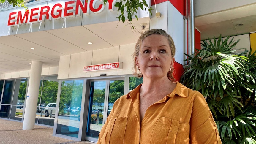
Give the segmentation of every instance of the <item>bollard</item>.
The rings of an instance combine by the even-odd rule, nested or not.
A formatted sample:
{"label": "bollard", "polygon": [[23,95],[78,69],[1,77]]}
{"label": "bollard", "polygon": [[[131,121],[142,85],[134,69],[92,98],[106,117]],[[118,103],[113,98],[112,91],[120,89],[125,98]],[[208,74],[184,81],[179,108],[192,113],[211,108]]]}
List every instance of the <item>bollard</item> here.
{"label": "bollard", "polygon": [[51,110],[51,113],[50,114],[50,118],[52,118],[52,114],[53,113],[53,110]]}
{"label": "bollard", "polygon": [[42,117],[42,115],[43,115],[43,109],[40,109],[40,110],[41,110],[41,115],[40,116],[40,117]]}
{"label": "bollard", "polygon": [[97,119],[96,120],[96,125],[99,125],[99,112],[98,111],[97,112]]}

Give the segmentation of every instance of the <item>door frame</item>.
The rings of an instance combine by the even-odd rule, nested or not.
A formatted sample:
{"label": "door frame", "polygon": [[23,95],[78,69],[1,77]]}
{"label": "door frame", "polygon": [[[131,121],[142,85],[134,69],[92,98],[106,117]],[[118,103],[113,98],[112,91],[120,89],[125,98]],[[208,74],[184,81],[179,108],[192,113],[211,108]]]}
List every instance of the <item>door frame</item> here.
{"label": "door frame", "polygon": [[[84,136],[85,139],[85,140],[95,143],[97,142],[97,141],[98,140],[98,139],[96,139],[96,138],[94,138],[93,137],[87,137],[86,136],[86,130],[87,129],[87,123],[88,121],[88,119],[89,118],[88,117],[88,113],[89,112],[88,111],[88,110],[89,110],[89,98],[91,82],[104,81],[106,81],[106,88],[105,89],[105,96],[104,99],[104,106],[103,107],[103,111],[105,111],[105,112],[104,113],[103,115],[103,117],[102,120],[103,126],[104,124],[105,123],[105,122],[107,120],[107,117],[108,105],[108,105],[108,97],[109,95],[109,89],[110,81],[113,80],[124,80],[124,94],[126,94],[126,93],[127,93],[127,91],[128,91],[128,89],[129,89],[129,80],[127,80],[127,79],[128,78],[128,79],[129,80],[129,78],[130,77],[130,76],[129,75],[127,75],[127,76],[126,75],[122,77],[104,77],[104,78],[103,77],[102,78],[99,77],[98,78],[97,77],[97,78],[92,78],[87,79],[87,82],[89,82],[88,83],[87,83],[86,84],[89,84],[86,85],[87,86],[86,89],[87,91],[86,92],[86,99],[85,100],[85,103],[84,105],[84,111],[85,112],[86,112],[86,115],[84,115],[84,116],[86,116],[84,117],[84,119],[83,121],[84,121],[85,122],[86,121],[86,122],[84,123],[84,126],[83,127],[84,128],[84,129],[85,129],[85,130],[83,130],[83,131],[84,131],[85,132],[84,135]],[[86,104],[86,103],[87,104]],[[107,105],[107,104],[108,105]]]}

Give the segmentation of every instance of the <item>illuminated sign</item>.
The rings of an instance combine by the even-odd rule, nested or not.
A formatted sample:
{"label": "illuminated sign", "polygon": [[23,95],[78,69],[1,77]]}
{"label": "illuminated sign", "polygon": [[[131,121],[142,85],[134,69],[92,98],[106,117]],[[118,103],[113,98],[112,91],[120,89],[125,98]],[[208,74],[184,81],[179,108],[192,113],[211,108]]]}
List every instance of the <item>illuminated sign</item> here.
{"label": "illuminated sign", "polygon": [[[81,0],[75,0],[66,2],[64,4],[58,3],[52,7],[46,6],[29,9],[26,12],[24,10],[22,11],[11,12],[9,14],[7,25],[10,26],[13,26],[44,21],[45,19],[51,20],[52,18],[58,19],[79,16],[81,15],[81,10],[86,15],[89,15],[89,10],[97,14],[101,12],[104,10],[105,6],[102,0],[85,0],[85,1],[84,3]],[[116,0],[108,0],[109,10],[113,10],[114,4],[116,1]],[[101,3],[101,4],[96,4],[98,1]],[[98,6],[98,7],[95,7],[96,5]]]}
{"label": "illuminated sign", "polygon": [[104,64],[92,65],[83,67],[84,72],[90,72],[96,70],[121,69],[123,63],[117,62]]}

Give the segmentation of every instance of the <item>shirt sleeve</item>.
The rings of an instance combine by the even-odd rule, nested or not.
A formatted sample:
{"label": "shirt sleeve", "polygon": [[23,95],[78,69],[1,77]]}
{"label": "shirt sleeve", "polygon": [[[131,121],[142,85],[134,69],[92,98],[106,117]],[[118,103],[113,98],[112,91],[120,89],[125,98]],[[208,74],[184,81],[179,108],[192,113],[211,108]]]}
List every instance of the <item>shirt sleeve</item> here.
{"label": "shirt sleeve", "polygon": [[[113,107],[114,106],[113,106],[113,108],[114,108]],[[108,124],[110,120],[111,119],[112,114],[114,113],[114,111],[113,111],[114,110],[114,109],[112,108],[112,110],[111,111],[111,112],[110,112],[109,113],[109,115],[108,116],[108,117],[107,118],[107,120],[106,121],[105,124],[104,124],[104,125],[102,127],[102,128],[101,129],[101,130],[100,132],[99,132],[99,139],[98,140],[98,142],[97,142],[97,144],[104,144],[104,143],[101,143],[101,141],[102,140],[101,139],[103,137],[105,137],[106,136],[104,135],[104,134],[105,133],[105,131],[106,130],[106,128],[107,127],[107,126],[108,126]]]}
{"label": "shirt sleeve", "polygon": [[190,143],[221,144],[212,115],[203,95],[195,93],[190,120]]}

• _STATED GOAL_: Please put every line of the material above into a Markdown table with the columns "No." and "Text," numbering the rows and skipping blank lines. Leave the pictures out.

• _THE REPLY_:
| No. | Text |
|---|---|
| 1 | Give the segmentation of every instance of the <item>bollard</item>. |
| 2 | The rings of an instance combine by the even-odd rule, nested or not. |
| 3 | A formatted sample: |
| 4 | {"label": "bollard", "polygon": [[23,95],[78,69],[1,77]]} |
| 5 | {"label": "bollard", "polygon": [[[131,121],[142,85],[134,69],[92,98],[106,117]],[[118,103],[113,98],[112,91],[120,89],[125,98]],[[208,74],[184,81],[179,108],[192,113],[211,108]]]} |
| 6 | List every instance of the <item>bollard</item> here. |
| 7 | {"label": "bollard", "polygon": [[51,110],[51,113],[50,114],[50,118],[52,118],[52,114],[53,113],[53,110]]} |
| 8 | {"label": "bollard", "polygon": [[42,117],[42,115],[43,115],[43,109],[40,109],[40,110],[41,110],[41,115],[40,116],[40,117]]} |
| 9 | {"label": "bollard", "polygon": [[97,119],[96,120],[96,125],[99,125],[99,112],[98,111],[97,112]]} |
| 10 | Give the segmentation of every instance of the <item>door frame</item>. |
| 11 | The rings of an instance combine by the even-odd rule, nested or not. |
| 12 | A formatted sample: |
| 13 | {"label": "door frame", "polygon": [[23,95],[78,69],[1,77]]} |
| 14 | {"label": "door frame", "polygon": [[[131,121],[142,85],[134,69],[92,98],[106,117]],[[118,103],[113,98],[112,91],[120,89],[125,98]],[[208,74],[184,81],[179,108],[192,113],[211,108]]]} |
| 15 | List every instance of the <item>door frame</item> here. |
| 16 | {"label": "door frame", "polygon": [[[84,136],[85,139],[85,140],[95,143],[97,142],[97,141],[98,140],[98,139],[96,139],[96,138],[94,138],[93,137],[87,137],[86,136],[86,130],[87,129],[87,123],[88,121],[88,119],[89,118],[88,117],[88,113],[89,112],[88,111],[88,110],[89,110],[89,98],[91,82],[104,81],[106,81],[106,88],[105,89],[105,96],[104,99],[104,106],[103,107],[103,111],[105,111],[105,112],[104,113],[103,115],[103,117],[102,120],[103,126],[104,124],[105,123],[105,122],[107,120],[107,117],[108,105],[108,105],[108,97],[109,95],[109,89],[110,81],[113,80],[124,80],[124,94],[126,94],[126,93],[127,93],[127,91],[128,91],[128,89],[129,89],[129,80],[127,80],[127,79],[128,78],[128,79],[129,80],[129,78],[130,77],[130,76],[129,75],[127,75],[127,76],[126,75],[122,77],[104,77],[104,78],[103,77],[102,78],[99,77],[98,78],[97,77],[97,78],[92,78],[87,79],[87,82],[89,82],[88,83],[87,83],[86,84],[89,84],[86,85],[87,86],[86,89],[87,91],[86,92],[86,99],[85,100],[85,103],[84,105],[84,111],[85,112],[86,112],[86,115],[84,115],[84,116],[86,116],[84,117],[84,119],[83,121],[84,121],[85,122],[86,121],[86,122],[84,123],[84,126],[83,127],[84,128],[84,129],[85,129],[85,130],[83,130],[83,131],[84,131],[85,132],[84,135]],[[86,104],[86,103],[87,104]],[[107,105],[107,104],[108,105]]]} |
| 17 | Give the segmentation of every instance of the <item>illuminated sign</item>. |
| 18 | The rings of an instance combine by the even-odd rule, nested or not. |
| 19 | A formatted sample: |
| 20 | {"label": "illuminated sign", "polygon": [[23,95],[78,69],[1,77]]} |
| 21 | {"label": "illuminated sign", "polygon": [[[131,121],[142,85],[134,69],[92,98],[106,117]],[[118,103],[113,98],[112,91],[120,89],[125,98]],[[208,74],[184,81],[179,108],[192,113],[211,108]]]} |
| 22 | List every instance of the <item>illuminated sign</item> here. |
| 23 | {"label": "illuminated sign", "polygon": [[[81,0],[75,0],[66,2],[64,4],[58,3],[52,7],[46,6],[29,9],[26,12],[24,10],[22,11],[11,12],[9,14],[7,25],[10,26],[13,26],[44,21],[45,19],[51,20],[52,18],[58,19],[79,16],[81,15],[81,10],[86,15],[89,15],[89,10],[97,14],[101,12],[104,10],[105,6],[102,0],[85,0],[85,1],[84,3]],[[116,0],[108,0],[109,10],[113,10],[114,4],[116,1]],[[101,3],[101,4],[96,4],[98,1]],[[98,6],[98,7],[95,7],[96,5]]]} |
| 24 | {"label": "illuminated sign", "polygon": [[104,64],[92,65],[83,67],[84,72],[90,72],[96,70],[121,69],[123,63],[117,62]]} |
| 25 | Give the segmentation of every instance of the <item>shirt sleeve</item>. |
| 26 | The rings of an instance combine by the even-odd rule, nested or not. |
| 27 | A formatted sample: |
| 28 | {"label": "shirt sleeve", "polygon": [[23,95],[78,69],[1,77]]} |
| 29 | {"label": "shirt sleeve", "polygon": [[[131,121],[142,85],[134,69],[92,98],[106,117]],[[118,103],[113,98],[112,91],[120,89],[125,98]],[[208,74],[184,81],[179,108],[192,113],[211,108]]]} |
| 30 | List every instance of the <item>shirt sleeve</item> here. |
| 31 | {"label": "shirt sleeve", "polygon": [[[113,107],[114,106],[113,106],[113,108],[114,108]],[[108,124],[110,120],[111,119],[112,114],[114,113],[114,111],[113,111],[114,110],[114,109],[112,108],[112,110],[111,111],[111,112],[110,112],[109,113],[109,115],[108,116],[108,117],[107,118],[107,120],[106,121],[105,124],[104,124],[104,125],[102,127],[102,128],[101,129],[101,130],[100,132],[99,132],[99,139],[98,140],[98,142],[97,142],[97,144],[104,144],[104,143],[101,143],[101,141],[102,140],[101,139],[103,137],[105,137],[106,136],[104,135],[104,134],[105,133],[105,131],[106,130],[106,128],[107,127],[107,126],[108,126]]]} |
| 32 | {"label": "shirt sleeve", "polygon": [[190,143],[221,144],[212,115],[203,95],[195,93],[190,120]]} |